## 任务说明 A:
请原样照录数据行中从含有“In this exercise you will identify every instance of the picture”的那一行到含有“In this exercise you will identify every instance of the smaller”的那一行之间的内容，首尾两行均包括在内。

## 文本摘录:
934.最短的桥

链接：934.最短的桥
难度：Medium
标签：深度优先搜索、广度优先搜索、数组、矩阵
简介：返回必须翻转的 0 的最小数目。

题解 1 - cpp

• 编辑时间：2022-10-25
• 执行用时：44ms
• 内存消耗：18.6MB
• 编程语言：cpp
• 解法介绍：bfs。

typedef pair<int, int> node;
const int dirs[4][2] = {
    {0, 1}, {0, -1},
    {1, 0}, {-1, 0}
};
class Solution {
public:
    int shortestBridge(vector<vector<int>>& grid) {
        int n = grid.size();
        vector<vector<bool>> check(n, vector<bool>(n, false));
        queue<node> q;
        int f = true;
        for (int i = 0; i < n && f; i++) {
            for (int j = 0; j < n && f; j++) {
                if (grid[i][j] == 1) {
                    queue<node> tmp;
                    tmp.push(make_pair(i, j));
                    check[i][j] = true;
                    while (tmp.size()) {
                        node v = tmp.front();
                        tmp.pop();
                        q.push(make_pair(v.first, v.second));
                        for (int k = 0; k < 4; k++) {
                            int ni = v.first + dirs[k][0], nj = v.second + dirs[k][1];
                            if (ni < 0 || ni == n || nj < 0 || nj == n || grid[ni][nj] == 0 || check[ni][nj]) continue;
                            tmp.push(make_pair(ni, nj));
                            check[ni][nj] = true;
                        }
                    }
                    f = false;
                }
            }
        }
        int level = 1, size = q.size();
        while (q.size()) {
            node v = q.front();
            q.pop();
            for (int i = 0; i < 4; i++) {
                int ni = v.first + dirs[i][0], nj = v.second + dirs[i][1];
                if (ni < 0 || ni == n || nj < 0 || nj == n || check[ni][nj]) continue;
                if (grid[ni][nj]) return level - 1;
                check[ni][nj] = true;
                q.push(make_pair(ni, nj));
            }
            if (--size == 0) {
                size = q.size();
                level++;
            }
        }
        return 0;
    }
};

## 现有数据行:
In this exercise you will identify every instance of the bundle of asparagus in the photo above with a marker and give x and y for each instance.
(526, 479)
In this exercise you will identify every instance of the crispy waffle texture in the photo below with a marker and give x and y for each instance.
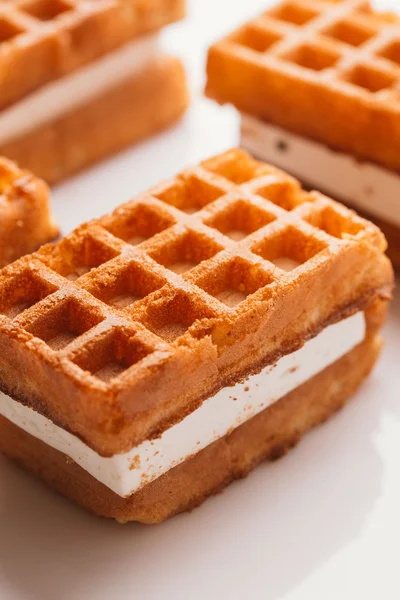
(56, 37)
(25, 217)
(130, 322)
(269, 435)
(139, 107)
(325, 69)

...

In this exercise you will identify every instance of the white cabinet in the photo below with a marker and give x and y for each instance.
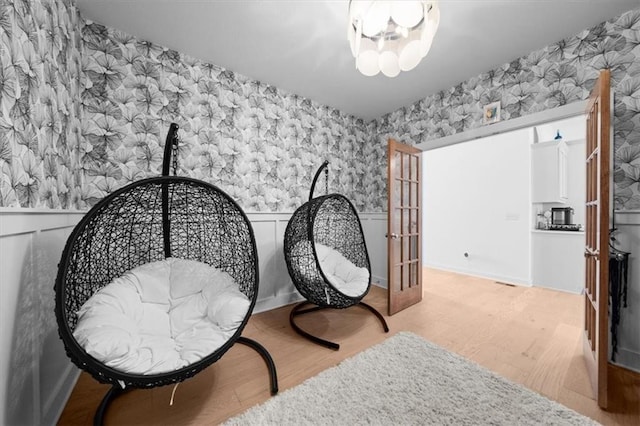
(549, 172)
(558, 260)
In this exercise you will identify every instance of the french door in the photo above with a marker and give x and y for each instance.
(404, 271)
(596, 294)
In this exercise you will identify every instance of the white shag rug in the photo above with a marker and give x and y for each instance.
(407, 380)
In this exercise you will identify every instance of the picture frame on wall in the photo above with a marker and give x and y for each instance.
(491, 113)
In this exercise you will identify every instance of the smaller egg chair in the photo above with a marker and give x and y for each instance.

## 任务说明 B:
根据关于“最短的桥”的题解，判断以下说法是否与文中一致，每项回答“是”或“否”，并逐字引用起决定作用的原文：(i) 该题解的难度标为 Hard；(ii) 该题解的执行用时为 44ms；(iii) 该题解的内存消耗超过 20MB。

## 最终答案 A:
In this exercise you will identify every instance of the picture frame on wall in the photo above with a marker and give x and y for each instance.
(491, 113)
In this exercise you will identify every instance of the smaller egg chair in the photo above with a marker and give x and y for each instance.

## 最终答案 B:
(i) 否，“难度：Medium”
(ii) 是，“执行用时：44ms”
(iii) 否，“内存消耗：18.6MB”